═════ DATA SECTION

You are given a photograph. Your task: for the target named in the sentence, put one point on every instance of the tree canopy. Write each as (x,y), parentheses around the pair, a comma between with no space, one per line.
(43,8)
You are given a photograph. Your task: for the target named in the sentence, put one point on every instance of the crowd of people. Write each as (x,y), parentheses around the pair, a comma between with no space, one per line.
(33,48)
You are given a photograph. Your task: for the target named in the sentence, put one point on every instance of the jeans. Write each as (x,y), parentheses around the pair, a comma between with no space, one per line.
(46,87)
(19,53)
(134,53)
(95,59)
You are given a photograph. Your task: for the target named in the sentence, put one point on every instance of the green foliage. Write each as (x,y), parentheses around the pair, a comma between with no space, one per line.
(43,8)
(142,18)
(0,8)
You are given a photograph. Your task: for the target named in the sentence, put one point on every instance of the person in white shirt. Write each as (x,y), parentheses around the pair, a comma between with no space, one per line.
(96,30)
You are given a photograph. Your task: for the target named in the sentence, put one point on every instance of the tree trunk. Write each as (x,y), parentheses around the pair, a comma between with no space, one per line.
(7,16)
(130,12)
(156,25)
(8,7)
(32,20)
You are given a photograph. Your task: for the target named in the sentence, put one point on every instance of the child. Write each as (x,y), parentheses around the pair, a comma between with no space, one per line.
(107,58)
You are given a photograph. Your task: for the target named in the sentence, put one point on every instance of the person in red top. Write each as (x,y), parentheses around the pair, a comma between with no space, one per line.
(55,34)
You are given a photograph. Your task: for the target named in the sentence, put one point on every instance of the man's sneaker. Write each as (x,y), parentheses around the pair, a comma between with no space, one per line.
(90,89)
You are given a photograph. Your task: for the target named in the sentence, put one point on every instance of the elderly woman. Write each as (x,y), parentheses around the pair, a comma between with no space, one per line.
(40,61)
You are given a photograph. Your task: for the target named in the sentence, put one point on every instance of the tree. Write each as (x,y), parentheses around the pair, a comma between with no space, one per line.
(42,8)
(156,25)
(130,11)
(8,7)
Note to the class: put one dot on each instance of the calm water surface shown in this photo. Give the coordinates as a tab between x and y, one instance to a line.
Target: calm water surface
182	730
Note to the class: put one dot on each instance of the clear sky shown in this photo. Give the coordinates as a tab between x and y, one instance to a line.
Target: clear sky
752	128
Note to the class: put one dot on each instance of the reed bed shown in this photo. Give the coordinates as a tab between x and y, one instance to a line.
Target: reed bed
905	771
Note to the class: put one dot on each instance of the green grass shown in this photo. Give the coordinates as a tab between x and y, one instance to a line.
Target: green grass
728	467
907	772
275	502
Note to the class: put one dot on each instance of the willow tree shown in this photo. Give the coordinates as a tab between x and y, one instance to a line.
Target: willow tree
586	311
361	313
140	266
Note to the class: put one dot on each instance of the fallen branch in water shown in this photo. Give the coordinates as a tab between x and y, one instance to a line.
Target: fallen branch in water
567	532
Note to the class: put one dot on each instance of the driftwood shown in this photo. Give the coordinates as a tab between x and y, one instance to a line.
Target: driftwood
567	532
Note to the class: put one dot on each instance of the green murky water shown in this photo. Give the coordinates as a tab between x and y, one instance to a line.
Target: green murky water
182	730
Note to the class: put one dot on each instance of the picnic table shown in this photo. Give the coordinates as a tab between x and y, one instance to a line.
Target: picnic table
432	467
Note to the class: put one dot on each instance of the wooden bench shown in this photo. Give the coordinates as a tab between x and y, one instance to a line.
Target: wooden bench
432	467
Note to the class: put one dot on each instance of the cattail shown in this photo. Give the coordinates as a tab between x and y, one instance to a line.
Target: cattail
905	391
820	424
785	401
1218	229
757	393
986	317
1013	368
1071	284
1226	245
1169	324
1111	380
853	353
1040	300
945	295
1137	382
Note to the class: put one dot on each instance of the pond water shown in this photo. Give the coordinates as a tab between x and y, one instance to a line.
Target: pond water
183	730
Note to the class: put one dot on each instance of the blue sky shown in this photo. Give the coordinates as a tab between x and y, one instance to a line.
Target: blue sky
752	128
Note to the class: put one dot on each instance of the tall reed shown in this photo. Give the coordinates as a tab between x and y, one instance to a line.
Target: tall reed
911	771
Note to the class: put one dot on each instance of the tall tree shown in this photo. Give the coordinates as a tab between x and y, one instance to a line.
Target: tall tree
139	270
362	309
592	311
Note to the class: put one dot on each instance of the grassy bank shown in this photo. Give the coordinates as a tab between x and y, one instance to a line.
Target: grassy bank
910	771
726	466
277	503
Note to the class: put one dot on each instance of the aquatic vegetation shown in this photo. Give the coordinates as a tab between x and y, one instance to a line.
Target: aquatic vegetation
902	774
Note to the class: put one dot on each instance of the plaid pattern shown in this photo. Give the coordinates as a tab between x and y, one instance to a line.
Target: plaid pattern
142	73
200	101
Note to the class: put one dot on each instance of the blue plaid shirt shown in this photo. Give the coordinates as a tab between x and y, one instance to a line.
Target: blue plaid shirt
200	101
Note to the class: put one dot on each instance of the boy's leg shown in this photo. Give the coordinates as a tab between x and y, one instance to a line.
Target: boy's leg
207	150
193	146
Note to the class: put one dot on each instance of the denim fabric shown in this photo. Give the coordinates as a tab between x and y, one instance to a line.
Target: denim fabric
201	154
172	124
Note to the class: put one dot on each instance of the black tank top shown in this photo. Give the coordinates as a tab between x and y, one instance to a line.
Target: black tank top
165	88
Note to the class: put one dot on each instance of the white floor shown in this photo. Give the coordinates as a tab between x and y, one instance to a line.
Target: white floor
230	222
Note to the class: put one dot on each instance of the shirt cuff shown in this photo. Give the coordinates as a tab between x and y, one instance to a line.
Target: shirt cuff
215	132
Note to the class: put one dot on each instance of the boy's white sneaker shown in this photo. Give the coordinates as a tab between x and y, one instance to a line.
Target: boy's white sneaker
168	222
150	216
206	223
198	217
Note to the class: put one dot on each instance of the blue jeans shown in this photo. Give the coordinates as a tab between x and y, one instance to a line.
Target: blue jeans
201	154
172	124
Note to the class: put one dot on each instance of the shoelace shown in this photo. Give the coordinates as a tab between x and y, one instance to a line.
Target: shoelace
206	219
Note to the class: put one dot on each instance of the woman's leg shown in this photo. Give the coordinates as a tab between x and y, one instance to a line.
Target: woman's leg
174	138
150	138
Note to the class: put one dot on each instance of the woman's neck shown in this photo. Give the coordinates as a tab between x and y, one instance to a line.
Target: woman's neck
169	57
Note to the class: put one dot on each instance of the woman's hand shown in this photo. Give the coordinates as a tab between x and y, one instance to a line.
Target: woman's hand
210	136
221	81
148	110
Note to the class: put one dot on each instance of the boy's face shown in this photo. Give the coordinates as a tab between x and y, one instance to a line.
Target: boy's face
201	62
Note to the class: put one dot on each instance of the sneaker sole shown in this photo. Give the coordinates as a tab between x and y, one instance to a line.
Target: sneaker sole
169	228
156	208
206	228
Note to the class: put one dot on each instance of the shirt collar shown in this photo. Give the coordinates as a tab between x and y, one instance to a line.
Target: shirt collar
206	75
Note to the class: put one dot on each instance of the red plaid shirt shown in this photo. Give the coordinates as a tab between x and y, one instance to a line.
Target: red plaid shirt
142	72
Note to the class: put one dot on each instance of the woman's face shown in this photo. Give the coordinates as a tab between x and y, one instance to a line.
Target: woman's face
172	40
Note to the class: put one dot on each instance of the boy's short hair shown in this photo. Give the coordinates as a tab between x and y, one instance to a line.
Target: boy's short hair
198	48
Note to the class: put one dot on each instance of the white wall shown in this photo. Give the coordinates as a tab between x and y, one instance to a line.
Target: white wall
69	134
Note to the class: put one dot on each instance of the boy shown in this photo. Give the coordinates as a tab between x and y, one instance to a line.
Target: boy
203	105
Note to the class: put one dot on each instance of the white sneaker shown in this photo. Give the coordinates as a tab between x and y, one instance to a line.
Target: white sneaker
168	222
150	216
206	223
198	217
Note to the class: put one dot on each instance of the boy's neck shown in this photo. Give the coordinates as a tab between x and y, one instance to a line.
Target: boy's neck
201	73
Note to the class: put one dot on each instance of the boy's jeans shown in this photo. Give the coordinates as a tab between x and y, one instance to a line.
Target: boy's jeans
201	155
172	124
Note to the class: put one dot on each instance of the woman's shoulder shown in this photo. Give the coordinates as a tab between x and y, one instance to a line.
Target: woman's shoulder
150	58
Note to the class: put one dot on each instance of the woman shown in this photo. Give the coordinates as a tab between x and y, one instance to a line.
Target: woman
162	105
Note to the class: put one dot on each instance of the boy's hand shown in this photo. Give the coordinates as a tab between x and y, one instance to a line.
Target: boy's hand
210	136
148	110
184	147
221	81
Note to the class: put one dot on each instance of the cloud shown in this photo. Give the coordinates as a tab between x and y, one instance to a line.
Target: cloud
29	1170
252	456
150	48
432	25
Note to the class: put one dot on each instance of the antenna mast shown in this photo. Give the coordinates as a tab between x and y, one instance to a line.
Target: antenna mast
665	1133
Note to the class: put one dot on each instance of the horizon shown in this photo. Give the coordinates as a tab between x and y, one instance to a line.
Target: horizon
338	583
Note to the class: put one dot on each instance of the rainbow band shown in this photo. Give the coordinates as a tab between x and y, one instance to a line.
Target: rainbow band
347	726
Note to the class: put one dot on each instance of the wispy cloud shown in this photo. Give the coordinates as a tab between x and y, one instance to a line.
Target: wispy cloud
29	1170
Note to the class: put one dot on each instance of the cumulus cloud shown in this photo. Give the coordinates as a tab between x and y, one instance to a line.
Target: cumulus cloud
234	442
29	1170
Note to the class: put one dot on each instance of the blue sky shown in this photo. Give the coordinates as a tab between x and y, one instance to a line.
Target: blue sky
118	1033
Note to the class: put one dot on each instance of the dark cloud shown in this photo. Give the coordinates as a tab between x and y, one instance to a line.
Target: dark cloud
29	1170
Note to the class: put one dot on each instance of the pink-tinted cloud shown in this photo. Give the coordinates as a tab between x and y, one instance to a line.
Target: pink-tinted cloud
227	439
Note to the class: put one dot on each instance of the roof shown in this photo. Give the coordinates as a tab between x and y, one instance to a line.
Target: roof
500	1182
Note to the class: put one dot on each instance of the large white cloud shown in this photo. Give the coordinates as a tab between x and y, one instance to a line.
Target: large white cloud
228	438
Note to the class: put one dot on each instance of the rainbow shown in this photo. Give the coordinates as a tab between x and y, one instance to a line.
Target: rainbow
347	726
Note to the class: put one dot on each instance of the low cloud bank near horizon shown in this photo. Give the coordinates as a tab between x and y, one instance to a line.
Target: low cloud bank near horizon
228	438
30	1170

══════════

TASK REQUIREMENTS:
Print, from the entries above, the line with "Target: antenna mast", the line with "of the large" and all lines between them, exactly and with nothing else.

OUTPUT:
Target: antenna mast
665	1133
Note to the class: put one dot on each instance of the horizon shown in this photo. Give the coordinates as a tab between x and y, one instance to a line.
Target: horizon
338	583
Note to the class: put one dot on each instance of the rainbow band shown in this photo. Give the coordinates as a tab between x and y, one instance to a line.
Target: rainbow band
347	726
Note to the class: put one dot on each instance of the wispy cloud shown in this photo. Give the coordinates as a tab between x and y, one instance to a line.
Target: wispy cloud
29	1170
Note to the class: put one dot on each instance of the cumulus cloud shown in this photo. Give the coordinates as a tab between x and y, one instance to a line.
Target: cumulus cloud
234	442
29	1170
Note to the class: put one dot on each instance of the blue sky shown in this photo. Give the coordinates as a tab between x and y, one instance to a line.
Target: blue sky
118	1033
Note to the class: put one dot on each instance of the dark cloud shown in this photo. Give the coordinates as a tab between x and y, one instance to a line.
Target: dark cloud
29	1170
Note to the class: put one dot on each instance of the pink-tinted cloud shown in this photo. Give the coordinates as a tab between x and y, one instance to a line.
Target: pink-tinted cloud
227	439
Note to the class: put one dot on each instance of the roof shown in this photo. Give the coordinates as a tab between x and y, one instance to a line.
Target: roof
500	1182
Note to the class: put one dot on each instance of the large white cloud shown in this photo. Give the coordinates as a tab between x and y, one instance to a line.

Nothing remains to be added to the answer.